◆ **Instruction**:
Copy the records below line for line, with every character unchanged, and leave the pictures out of your answer.

------------------------------------------------------------------------

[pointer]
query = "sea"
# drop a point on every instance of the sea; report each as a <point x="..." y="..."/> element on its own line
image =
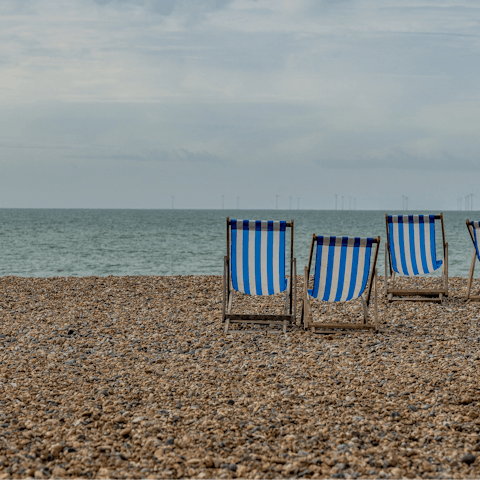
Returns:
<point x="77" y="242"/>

------------------------------------------------------------------------

◆ **Solution to the exercise**:
[pointer]
query = "sea"
# drop a point on every instance of the sea; report each as a <point x="..." y="..."/> element on its own line
image =
Returns:
<point x="77" y="242"/>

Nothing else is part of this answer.